(Stored data entries)
"""
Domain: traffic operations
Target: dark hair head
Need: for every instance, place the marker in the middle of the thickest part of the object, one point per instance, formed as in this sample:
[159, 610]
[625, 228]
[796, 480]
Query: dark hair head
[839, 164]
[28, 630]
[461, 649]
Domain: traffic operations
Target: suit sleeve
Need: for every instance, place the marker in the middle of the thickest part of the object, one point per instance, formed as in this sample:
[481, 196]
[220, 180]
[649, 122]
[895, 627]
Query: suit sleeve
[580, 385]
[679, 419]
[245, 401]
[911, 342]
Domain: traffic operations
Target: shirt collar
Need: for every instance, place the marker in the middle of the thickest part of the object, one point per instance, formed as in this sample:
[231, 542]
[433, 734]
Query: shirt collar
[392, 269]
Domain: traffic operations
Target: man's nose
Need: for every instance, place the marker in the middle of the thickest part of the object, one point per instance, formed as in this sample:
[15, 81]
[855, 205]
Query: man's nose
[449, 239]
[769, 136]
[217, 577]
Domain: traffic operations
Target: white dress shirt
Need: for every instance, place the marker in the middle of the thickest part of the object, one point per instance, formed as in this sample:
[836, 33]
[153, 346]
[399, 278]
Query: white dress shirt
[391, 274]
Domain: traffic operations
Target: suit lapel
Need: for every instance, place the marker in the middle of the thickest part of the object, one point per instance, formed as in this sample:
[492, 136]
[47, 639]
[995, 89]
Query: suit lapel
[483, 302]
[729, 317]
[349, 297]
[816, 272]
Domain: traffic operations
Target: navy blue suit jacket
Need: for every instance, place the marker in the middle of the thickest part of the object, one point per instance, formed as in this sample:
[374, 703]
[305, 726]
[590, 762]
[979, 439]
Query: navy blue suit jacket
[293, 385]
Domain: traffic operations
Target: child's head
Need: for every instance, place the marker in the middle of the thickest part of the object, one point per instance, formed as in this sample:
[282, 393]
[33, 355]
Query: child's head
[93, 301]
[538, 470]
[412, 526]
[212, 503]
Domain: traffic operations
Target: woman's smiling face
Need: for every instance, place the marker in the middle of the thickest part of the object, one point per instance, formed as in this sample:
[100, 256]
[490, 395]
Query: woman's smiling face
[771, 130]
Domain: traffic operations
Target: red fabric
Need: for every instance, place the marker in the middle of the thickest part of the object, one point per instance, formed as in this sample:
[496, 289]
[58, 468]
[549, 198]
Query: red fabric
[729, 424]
"""
# Exercise objective
Copy the records exactly, keeping every word in place.

# Answer to the problem
Domain: traffic operations
Target: dark hair head
Need: for every instance, place the marker in the middle of the thickest part of the object, one point per instance, formed as in this sample:
[159, 610]
[625, 228]
[796, 480]
Query: dark hair head
[839, 164]
[28, 630]
[461, 649]
Domain: traffic operations
Target: suit sleeve
Need: for every instance, place the marker in the middle of the thickest part of the object, one point per instance, formed as in this sample:
[481, 196]
[220, 180]
[649, 122]
[895, 627]
Query: suit sleeve
[580, 385]
[679, 419]
[245, 401]
[911, 342]
Domain: traffic operations
Target: shirt collar
Need: for every instance, place the marker in the middle of the thickest part of the object, one point per instance, formed as in this sample:
[231, 542]
[433, 734]
Query: shirt collar
[392, 269]
Domain: traffic operations
Target: man's nose
Need: for every instance, place the marker in the middle of the thickest part of the object, one point per instance, formed as in this sample:
[15, 81]
[855, 205]
Query: man's nose
[449, 239]
[769, 136]
[217, 577]
Domain: traffic operations
Target: white dress shirt
Need: for every instance, place the marker in the middle of the thickest part of the object, one point per instance, formed as in this sample:
[836, 33]
[153, 346]
[399, 278]
Query: white dress shirt
[391, 274]
Domain: traffic operations
Target: suit lapel
Need: for every instance, place the marker in the middle of the thickest part of the object, one point per instance, formed as in this sample:
[492, 136]
[47, 639]
[995, 89]
Query: suit lapel
[483, 302]
[729, 317]
[349, 297]
[816, 272]
Domain: traffic operations
Target: navy blue suit jacket
Need: for every instance, place the marker in the middle of the thickest part of the object, one point per instance, formed as in this sample:
[374, 703]
[305, 726]
[590, 762]
[979, 439]
Query: navy blue suit jacket
[293, 385]
Domain: traffic operations
Target: child's head
Need: for every instance, place the marker in the middle of the thickest part of the object, one point per instance, formed as in this sample:
[282, 393]
[33, 355]
Query: child's head
[93, 301]
[538, 470]
[412, 526]
[212, 503]
Domain: traffic operations
Target: woman's smiling face
Need: for every instance, place the marker in the middle of the thickest part of the object, one point per instance, formed as in this sample:
[100, 256]
[490, 395]
Query: woman's smiling face
[771, 130]
Domain: traffic operations
Target: red fabric
Need: for every instance, place the marker in the middle of the thickest part of the object, one point per instance, formed as in this sample:
[496, 289]
[58, 468]
[549, 198]
Query: red fabric
[729, 424]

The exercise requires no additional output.